**Task requirements:** The required output is the exact sequence of lines from the line holding "Task: Could you identify the tram headlight" to the end of the records, inclusive.

**Data entries:**

+ + + + + + +

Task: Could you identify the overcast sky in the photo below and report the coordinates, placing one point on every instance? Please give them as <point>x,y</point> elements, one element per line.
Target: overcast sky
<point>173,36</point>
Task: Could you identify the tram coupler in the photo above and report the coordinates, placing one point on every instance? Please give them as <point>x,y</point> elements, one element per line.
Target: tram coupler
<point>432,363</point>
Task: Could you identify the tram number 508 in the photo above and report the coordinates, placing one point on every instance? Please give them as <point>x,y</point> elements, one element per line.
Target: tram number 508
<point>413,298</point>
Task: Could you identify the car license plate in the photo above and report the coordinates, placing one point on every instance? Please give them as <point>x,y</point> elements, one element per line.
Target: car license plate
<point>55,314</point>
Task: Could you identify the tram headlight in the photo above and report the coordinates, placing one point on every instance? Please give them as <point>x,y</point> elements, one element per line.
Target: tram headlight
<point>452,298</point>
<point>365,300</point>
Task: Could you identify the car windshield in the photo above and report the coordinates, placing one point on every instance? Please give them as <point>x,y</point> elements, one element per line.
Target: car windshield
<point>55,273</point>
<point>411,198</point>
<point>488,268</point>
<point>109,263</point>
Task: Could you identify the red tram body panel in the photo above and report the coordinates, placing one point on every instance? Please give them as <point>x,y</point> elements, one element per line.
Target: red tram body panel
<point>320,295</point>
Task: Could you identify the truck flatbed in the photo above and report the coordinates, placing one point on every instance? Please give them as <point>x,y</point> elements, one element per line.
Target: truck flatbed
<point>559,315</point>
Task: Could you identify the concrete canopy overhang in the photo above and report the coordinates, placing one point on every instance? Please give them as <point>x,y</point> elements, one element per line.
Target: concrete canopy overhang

+ + + + + + +

**In response:**
Task: Could you identify the tram headlight in the photo above and report the coordinates, placing one point on every instance? Please give them as <point>x,y</point> elements, one element per line.
Target: tram headlight
<point>452,298</point>
<point>365,300</point>
Task: Could you identify the car windshield in the photo above and report the coordinates, placing one point on every instance? Please give them as <point>x,y</point> elements, one element per line.
Target: car windshield
<point>55,273</point>
<point>411,198</point>
<point>488,268</point>
<point>109,263</point>
Task: Could you identify the red tram body panel in the photo above and report the coordinates, placing one point on every instance? Please give them as <point>x,y</point> elements, one element per line.
Target: red tram body panel
<point>320,295</point>
Task: Could you identify the truck flatbed in the photo above and report the coordinates, placing one point on every instance? Please give them as <point>x,y</point> elements, one element per line.
Target: truck flatbed
<point>559,315</point>
Task: Could you identify the concrete canopy overhang in the photo above and report the coordinates, placing one point on every instance? Please give them as <point>x,y</point> elements, one element per line.
Target: concrete canopy overhang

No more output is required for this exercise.